金融市場NOW

最近の米国経済動向と金融政策について

2014年07月10日号

金融市場の動向や金融市場の旬な話題の分析と解説を行います。

米国の景気動向

グラフ1:ISM製造業、非製造業景気指数の推移

出所:ブルームバーグのデータを基にニッセイアセットマネジメントが作成

6月の全米供給管理協会(ISM)製造業景気指数は、55.3と前月の55.4から0.1ポイント低下しましたが、依然、高水準にあります。また、6月のISM非製造業景気指数は、56と前月(5月)の56.3から0.3ポイント低下しましたが、こちらも高水準にあります(グラフ1)。
6月のFOMC(米連邦公開市場委員会)の声明文では、「米国経済の経済活動が、最近盛り返してきた」と記されており、FRB(米連邦準備制度理事会)の2014年の実質GDP成長率(2014年6月時点)は、2.1~2.3%と景気回復基調にあるとの見通しです。

[セグメンテーションマスクデータ]
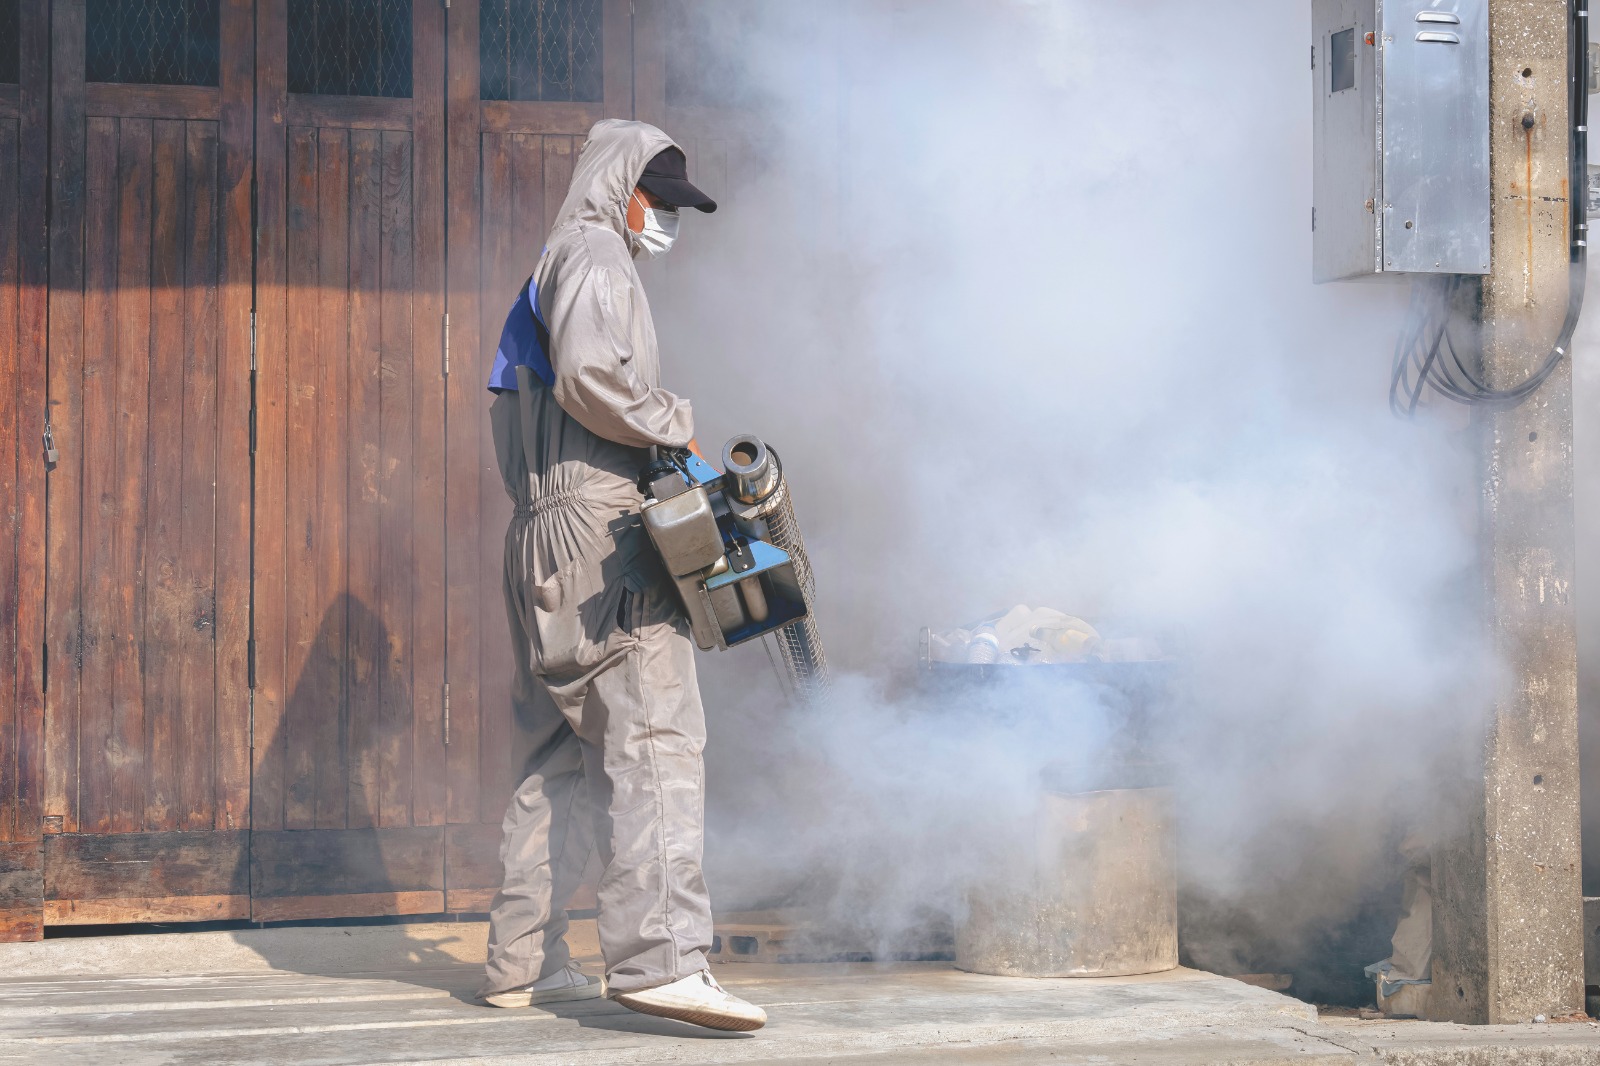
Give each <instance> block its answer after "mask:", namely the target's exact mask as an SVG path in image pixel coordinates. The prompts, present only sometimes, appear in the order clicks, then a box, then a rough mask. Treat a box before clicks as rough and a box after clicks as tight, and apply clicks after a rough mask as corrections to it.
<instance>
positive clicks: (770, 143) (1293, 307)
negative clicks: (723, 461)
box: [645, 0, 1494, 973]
...
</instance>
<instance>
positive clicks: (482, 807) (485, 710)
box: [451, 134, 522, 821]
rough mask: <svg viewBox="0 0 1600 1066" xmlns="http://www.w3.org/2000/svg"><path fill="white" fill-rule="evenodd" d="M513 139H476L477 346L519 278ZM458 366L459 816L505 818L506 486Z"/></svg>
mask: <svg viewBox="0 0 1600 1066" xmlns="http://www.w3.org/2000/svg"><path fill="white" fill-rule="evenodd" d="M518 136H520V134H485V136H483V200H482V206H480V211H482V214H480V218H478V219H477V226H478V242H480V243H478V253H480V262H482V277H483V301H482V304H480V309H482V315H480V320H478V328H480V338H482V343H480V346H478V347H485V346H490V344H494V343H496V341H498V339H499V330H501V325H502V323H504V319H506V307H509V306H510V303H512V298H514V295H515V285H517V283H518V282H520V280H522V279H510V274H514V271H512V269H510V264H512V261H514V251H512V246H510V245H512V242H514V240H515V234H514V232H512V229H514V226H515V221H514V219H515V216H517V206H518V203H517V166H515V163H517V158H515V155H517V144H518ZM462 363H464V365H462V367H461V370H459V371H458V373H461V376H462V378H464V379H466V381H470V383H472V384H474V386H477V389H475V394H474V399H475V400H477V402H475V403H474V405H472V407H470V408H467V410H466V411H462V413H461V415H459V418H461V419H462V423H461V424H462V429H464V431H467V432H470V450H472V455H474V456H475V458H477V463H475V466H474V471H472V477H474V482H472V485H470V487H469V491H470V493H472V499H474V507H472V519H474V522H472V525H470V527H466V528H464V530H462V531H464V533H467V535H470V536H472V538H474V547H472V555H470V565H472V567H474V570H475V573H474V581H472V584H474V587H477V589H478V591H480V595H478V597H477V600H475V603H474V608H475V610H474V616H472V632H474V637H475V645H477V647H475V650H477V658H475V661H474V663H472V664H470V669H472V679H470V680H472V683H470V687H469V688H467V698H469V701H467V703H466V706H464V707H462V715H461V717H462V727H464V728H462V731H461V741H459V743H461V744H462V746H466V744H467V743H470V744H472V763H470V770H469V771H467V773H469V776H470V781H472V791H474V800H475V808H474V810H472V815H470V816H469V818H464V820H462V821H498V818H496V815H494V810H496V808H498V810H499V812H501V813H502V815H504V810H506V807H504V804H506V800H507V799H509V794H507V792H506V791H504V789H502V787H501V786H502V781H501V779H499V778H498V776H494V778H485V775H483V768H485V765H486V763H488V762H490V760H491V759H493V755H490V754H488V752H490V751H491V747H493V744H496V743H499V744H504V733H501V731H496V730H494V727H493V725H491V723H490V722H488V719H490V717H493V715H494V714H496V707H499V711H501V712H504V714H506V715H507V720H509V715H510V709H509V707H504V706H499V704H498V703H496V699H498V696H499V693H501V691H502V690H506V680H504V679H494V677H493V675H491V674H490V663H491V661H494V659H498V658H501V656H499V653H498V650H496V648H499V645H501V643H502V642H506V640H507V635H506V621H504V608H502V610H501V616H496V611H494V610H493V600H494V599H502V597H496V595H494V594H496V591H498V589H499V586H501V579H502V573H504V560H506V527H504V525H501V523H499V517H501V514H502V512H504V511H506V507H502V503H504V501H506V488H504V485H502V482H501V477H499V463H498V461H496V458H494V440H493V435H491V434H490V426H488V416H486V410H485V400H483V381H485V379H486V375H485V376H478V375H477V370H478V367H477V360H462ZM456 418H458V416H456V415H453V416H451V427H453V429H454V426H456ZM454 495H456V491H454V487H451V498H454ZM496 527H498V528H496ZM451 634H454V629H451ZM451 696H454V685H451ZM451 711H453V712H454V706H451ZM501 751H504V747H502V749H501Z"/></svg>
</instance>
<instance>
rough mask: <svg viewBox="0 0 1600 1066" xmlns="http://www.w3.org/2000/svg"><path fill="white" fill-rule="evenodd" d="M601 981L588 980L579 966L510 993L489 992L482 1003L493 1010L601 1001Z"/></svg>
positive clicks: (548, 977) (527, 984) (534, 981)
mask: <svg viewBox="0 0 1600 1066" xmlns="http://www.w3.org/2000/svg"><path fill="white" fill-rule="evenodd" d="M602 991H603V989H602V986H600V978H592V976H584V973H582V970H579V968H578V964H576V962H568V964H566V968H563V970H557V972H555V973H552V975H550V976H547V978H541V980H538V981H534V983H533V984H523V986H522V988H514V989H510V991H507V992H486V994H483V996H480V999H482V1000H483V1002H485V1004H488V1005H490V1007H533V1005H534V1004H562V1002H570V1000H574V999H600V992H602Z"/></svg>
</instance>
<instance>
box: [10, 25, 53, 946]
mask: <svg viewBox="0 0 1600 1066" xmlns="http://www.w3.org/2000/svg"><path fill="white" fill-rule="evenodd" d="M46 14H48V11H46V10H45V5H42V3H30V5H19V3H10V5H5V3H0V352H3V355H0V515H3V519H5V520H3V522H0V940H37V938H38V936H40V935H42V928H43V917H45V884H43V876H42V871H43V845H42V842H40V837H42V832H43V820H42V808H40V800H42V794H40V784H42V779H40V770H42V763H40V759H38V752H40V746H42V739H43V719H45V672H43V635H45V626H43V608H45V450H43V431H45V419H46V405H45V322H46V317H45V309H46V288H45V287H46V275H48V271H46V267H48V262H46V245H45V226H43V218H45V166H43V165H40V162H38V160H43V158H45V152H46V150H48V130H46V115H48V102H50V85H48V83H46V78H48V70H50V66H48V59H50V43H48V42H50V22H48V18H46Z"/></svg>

[演習課題]
(a) 本文について、次の問いに答えてください。
(i) 本文は何年何月何日号ですか。
(ii) 6月のISM製造業景気指数はいくつですか。
(iii) FRBによる2014年の実質GDP成長率の見通し(2014年6月時点)は何%ですか。
(b) 本文の「出所:ブルームバーグのデータを基にニッセイアセットマネジメントが作成」から「復基調にあるとの見通しです。」までの部分を、「高水準」を「高い水準」に置き換えて書き直してください。範囲には「復基調にあるとの見通しです。」の部分も含みます。

[解答]
(a)
(i) 2014年07月10日号
(ii) 55.3
(iii) 2.1~2.3%

(b)
出所:ブルームバーグのデータを基にニッセイアセットマネジメントが作成

6月の全米供給管理協会(ISM)製造業景気指数は、55.3と前月の55.4から0.1ポイント低下しましたが、依然、高い水準にあります。また、6月のISM非製造業景気指数は、56と前月(5月)の56.3から0.3ポイント低下しましたが、こちらも高い水準にあります(グラフ1)。
6月のFOMC(米連邦公開市場委員会)の声明文では、「米国経済の経済活動が、最近盛り返してきた」と記されており、FRB(米連邦準備制度理事会)の2014年の実質GDP成長率(2014年6月時点)は、2.1~2.3%と景気回復基調にあるとの見通しです。